◆ YOUR GOAL ◆
Continue the mailing-list post below about structuring GUI code in Go, starting right after its last sentence.

◆ READING TEXT ◆
Re: [go-nuts] Suggestions for layout/structure/coding-patterns for GUI applications in Go?

2019-01-12 Thread Randall O'Reilly
Tom,

One very common and seemingly effective structure is the tree / scenegraph, 
which is used in Qt and, as the DOM, in HTML, and lots of other places. GoGi 
https://github.com/goki/gi uses this, so you can see native Go examples there.  
In Qt and GoGi in particular, you leverage the Layout to do a lot of the work — 
just add elements to it, and let it organize the appearance, etc.  You can use 
the visitor and model / view patterns to operate on the scenegraph and keep the 
logic decoupled from the appearance..

GoGi makes extensive use of another efficient trick: separating the decisions 
about what gui elements to construct from the process of configuring those 
elements.  There can be a lot of complex conditional logic in deciding what you 
want to build — tying this up with all the additional logic to create and 
manage those elements results in major spaghetti.  To decouple these, a slice 
of type, name tuples is constructed dynamically via the relevant logic, and 
then after that point, everything is relatively clean and modular in switching 
etc on how to configure / manage whatever was ultimately built.  See e.g., the 
https://github.com/goki/gi/blob/master/gi/dialogs.go code that has many 
different ways to configure the “config” slice for a dialog..

- Randy

> On Jan 11, 2019, at 4:30 PM, Tom  wrote:
> 
> Hi!
> 
> TL;DR: GUI applications seems pretty hard to structure the code in a readable 
> way. Can anyone recommend any patterns/layout or suggestions to structuring 
> such a codebase and keeping it readable?

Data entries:
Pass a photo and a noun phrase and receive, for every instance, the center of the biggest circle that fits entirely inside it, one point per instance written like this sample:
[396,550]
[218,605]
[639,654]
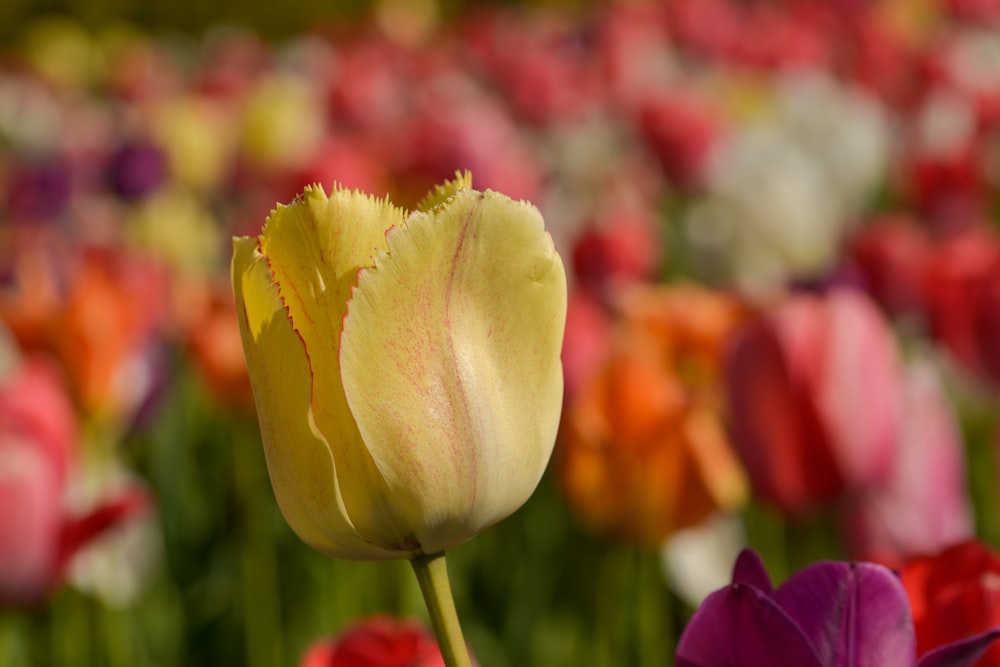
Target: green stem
[432,575]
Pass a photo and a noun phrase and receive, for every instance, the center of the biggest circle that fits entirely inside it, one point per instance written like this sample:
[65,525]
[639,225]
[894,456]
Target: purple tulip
[830,614]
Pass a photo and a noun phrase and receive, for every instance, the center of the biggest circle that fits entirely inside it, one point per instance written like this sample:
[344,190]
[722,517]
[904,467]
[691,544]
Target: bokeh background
[780,222]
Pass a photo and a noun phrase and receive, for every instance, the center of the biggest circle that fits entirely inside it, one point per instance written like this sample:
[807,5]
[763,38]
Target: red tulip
[954,595]
[963,293]
[813,396]
[892,255]
[377,642]
[37,441]
[681,132]
[923,506]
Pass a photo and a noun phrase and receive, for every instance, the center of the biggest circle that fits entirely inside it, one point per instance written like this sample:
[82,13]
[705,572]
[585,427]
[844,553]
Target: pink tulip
[923,506]
[38,432]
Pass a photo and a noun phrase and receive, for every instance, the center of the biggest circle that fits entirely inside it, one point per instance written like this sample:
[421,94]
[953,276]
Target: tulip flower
[379,641]
[923,505]
[954,594]
[814,399]
[405,368]
[830,614]
[642,451]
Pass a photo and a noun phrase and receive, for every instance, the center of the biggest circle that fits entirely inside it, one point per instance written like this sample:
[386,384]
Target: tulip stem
[432,575]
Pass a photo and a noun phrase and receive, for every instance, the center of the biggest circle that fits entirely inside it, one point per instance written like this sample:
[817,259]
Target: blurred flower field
[780,224]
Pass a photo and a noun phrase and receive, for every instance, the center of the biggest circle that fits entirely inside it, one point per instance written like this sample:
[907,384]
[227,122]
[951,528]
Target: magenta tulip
[830,614]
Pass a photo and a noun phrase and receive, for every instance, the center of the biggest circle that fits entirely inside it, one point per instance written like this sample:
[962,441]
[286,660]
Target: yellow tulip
[405,368]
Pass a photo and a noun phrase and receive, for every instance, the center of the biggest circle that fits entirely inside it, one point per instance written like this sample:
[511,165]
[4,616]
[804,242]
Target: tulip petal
[740,626]
[461,323]
[962,653]
[315,247]
[441,193]
[299,461]
[749,569]
[854,614]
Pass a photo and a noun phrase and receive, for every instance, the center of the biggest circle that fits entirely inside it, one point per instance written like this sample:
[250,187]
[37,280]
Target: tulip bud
[405,368]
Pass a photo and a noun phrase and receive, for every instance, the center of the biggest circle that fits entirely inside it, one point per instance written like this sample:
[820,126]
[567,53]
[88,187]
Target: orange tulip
[643,452]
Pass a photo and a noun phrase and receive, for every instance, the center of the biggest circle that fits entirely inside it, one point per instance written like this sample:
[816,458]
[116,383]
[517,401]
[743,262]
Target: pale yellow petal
[299,462]
[315,247]
[450,360]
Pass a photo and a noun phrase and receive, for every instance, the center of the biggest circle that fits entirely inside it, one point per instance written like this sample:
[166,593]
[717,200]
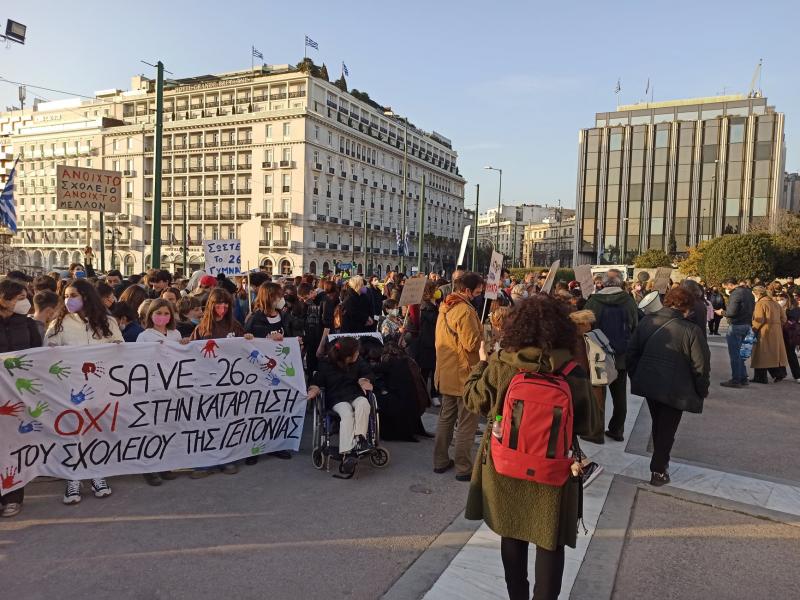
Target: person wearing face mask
[83,320]
[346,380]
[17,332]
[267,318]
[458,337]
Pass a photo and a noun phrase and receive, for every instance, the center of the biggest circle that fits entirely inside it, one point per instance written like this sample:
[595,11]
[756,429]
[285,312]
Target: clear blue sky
[509,82]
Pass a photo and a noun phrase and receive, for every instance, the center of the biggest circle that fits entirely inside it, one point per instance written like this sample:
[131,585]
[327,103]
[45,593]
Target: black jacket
[341,385]
[19,332]
[673,367]
[741,305]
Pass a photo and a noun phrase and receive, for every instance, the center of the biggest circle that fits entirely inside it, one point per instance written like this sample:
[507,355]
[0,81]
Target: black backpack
[614,323]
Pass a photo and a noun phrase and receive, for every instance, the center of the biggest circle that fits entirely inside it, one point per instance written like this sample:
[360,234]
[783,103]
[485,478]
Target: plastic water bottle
[497,427]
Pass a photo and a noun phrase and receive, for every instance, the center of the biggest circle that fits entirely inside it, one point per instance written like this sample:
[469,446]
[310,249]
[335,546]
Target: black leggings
[549,570]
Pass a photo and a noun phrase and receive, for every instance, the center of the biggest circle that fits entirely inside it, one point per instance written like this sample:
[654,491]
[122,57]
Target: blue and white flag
[8,215]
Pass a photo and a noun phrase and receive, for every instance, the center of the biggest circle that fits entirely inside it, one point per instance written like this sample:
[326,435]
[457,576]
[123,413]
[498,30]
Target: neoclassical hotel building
[280,144]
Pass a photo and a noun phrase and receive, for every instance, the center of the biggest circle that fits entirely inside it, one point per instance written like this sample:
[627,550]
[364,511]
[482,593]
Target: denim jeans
[735,337]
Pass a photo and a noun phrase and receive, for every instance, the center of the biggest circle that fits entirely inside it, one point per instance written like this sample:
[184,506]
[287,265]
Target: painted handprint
[83,394]
[60,371]
[209,349]
[92,369]
[269,365]
[11,410]
[17,362]
[288,369]
[28,427]
[28,385]
[36,411]
[7,482]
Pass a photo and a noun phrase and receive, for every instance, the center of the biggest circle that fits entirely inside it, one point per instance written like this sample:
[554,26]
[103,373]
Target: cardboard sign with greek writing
[115,409]
[493,277]
[413,290]
[223,256]
[79,188]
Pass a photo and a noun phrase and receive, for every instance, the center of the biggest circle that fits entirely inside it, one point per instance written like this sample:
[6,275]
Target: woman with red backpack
[525,485]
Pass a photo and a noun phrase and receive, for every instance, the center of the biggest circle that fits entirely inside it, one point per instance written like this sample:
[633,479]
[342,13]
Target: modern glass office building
[669,174]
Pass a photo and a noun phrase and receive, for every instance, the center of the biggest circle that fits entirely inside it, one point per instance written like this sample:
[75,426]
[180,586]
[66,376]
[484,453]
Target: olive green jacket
[541,514]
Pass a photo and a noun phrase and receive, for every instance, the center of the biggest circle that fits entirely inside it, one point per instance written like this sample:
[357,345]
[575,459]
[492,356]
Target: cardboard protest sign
[223,256]
[413,290]
[493,277]
[115,409]
[583,275]
[79,188]
[661,281]
[464,242]
[547,286]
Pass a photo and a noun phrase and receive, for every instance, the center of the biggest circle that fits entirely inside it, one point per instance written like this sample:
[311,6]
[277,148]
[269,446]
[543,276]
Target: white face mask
[22,307]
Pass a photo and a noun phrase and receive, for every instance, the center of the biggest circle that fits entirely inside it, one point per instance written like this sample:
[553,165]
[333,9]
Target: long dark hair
[93,312]
[216,296]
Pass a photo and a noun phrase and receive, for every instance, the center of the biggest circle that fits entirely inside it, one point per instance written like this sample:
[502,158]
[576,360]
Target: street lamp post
[499,196]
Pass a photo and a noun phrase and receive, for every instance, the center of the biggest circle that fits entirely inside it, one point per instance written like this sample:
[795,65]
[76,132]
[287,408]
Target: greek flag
[8,216]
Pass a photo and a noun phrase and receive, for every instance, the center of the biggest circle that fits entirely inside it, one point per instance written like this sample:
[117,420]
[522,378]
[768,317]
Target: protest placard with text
[115,409]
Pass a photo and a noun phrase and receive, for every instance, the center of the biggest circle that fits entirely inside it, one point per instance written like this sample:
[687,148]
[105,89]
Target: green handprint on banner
[61,372]
[287,369]
[17,362]
[36,411]
[28,385]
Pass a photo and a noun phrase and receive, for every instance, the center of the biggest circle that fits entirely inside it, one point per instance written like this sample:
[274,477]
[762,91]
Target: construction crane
[755,92]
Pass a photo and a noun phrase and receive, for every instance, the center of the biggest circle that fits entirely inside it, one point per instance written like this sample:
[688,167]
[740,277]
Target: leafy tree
[652,259]
[745,256]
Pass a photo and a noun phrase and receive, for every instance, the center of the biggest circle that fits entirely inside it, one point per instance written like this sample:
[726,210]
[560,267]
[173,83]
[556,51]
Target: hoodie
[458,338]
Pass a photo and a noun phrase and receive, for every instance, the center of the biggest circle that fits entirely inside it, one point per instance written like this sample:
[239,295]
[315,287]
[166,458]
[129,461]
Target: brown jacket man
[458,338]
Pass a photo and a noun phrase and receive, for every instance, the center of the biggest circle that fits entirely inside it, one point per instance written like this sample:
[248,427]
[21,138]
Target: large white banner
[115,409]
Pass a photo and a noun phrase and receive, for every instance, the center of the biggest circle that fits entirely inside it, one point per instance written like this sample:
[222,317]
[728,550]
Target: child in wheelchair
[347,379]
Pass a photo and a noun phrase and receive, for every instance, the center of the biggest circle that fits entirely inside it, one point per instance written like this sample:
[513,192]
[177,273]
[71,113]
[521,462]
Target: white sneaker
[72,495]
[100,488]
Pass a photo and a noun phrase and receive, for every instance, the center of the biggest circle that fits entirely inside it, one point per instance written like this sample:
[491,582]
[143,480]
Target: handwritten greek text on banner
[114,409]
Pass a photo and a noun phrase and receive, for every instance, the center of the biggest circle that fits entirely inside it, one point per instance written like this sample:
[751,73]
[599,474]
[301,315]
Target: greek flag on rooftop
[8,216]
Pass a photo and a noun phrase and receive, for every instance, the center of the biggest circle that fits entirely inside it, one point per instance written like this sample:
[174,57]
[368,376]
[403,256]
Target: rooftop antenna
[755,92]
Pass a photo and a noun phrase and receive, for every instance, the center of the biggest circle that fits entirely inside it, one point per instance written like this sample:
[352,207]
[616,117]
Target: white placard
[223,256]
[116,409]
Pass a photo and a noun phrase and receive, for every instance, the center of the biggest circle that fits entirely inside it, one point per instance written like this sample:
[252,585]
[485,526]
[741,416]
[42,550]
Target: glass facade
[669,176]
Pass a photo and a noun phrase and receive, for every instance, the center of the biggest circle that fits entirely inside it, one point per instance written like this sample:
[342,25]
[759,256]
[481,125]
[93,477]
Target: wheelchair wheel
[318,458]
[379,458]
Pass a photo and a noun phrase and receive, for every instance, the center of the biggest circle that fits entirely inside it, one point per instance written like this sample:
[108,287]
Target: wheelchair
[325,437]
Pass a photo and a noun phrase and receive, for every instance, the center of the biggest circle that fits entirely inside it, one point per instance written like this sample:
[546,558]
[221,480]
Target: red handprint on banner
[11,410]
[7,482]
[92,369]
[209,349]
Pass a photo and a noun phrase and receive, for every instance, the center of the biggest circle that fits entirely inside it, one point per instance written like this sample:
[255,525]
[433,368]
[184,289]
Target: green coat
[541,514]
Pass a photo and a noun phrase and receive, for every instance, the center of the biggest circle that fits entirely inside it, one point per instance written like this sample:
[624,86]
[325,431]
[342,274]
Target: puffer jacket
[542,514]
[458,338]
[672,368]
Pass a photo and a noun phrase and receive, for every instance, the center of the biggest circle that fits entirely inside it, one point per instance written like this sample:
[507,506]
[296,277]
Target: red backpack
[537,428]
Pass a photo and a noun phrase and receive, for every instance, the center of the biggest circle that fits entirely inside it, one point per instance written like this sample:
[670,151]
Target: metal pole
[155,261]
[405,198]
[421,241]
[102,242]
[475,228]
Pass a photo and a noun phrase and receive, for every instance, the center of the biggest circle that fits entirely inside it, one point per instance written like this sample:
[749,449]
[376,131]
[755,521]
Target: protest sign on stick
[109,409]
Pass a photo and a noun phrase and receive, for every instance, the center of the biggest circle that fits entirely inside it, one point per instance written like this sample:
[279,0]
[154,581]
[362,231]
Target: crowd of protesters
[455,349]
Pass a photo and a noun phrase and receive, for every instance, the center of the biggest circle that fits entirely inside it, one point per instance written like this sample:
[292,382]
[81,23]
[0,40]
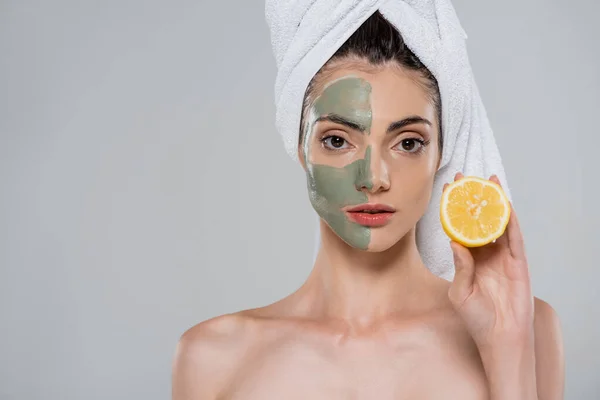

◆ RESPONSE ◆
> 
> I wrote a GUI application in Go late at night once (using gotk3). I tried to 
> keep it readable by functionally decomposing methods, keeping as much private 
> as possible, and keeping different dialogs/windows etc in different packages 
> (each dialog/window was mapped to a struct).
> 
> Despite this, each struct quickly turned into existential spaghetti, with 
> 10-20 fields on each struct and over a dozen methods, with quite high 
> coupling.
> 
> I thought about trying to break down pieces into smaller components (like a 
> struct for a subset of fields on the page), but that seemed like more 
> boilerplate with still quite a bit of coupling.
> 
> So my question is this: How do you structure Go GUI programs? What patterns 
> work? Anything well-written & open-source I can learn from?
> 
> GUI programs seems particularly heinous compared to server or system 
> programs, which (at least to me) seem a lot easier to tease out parts & keep 
> them simple-looking.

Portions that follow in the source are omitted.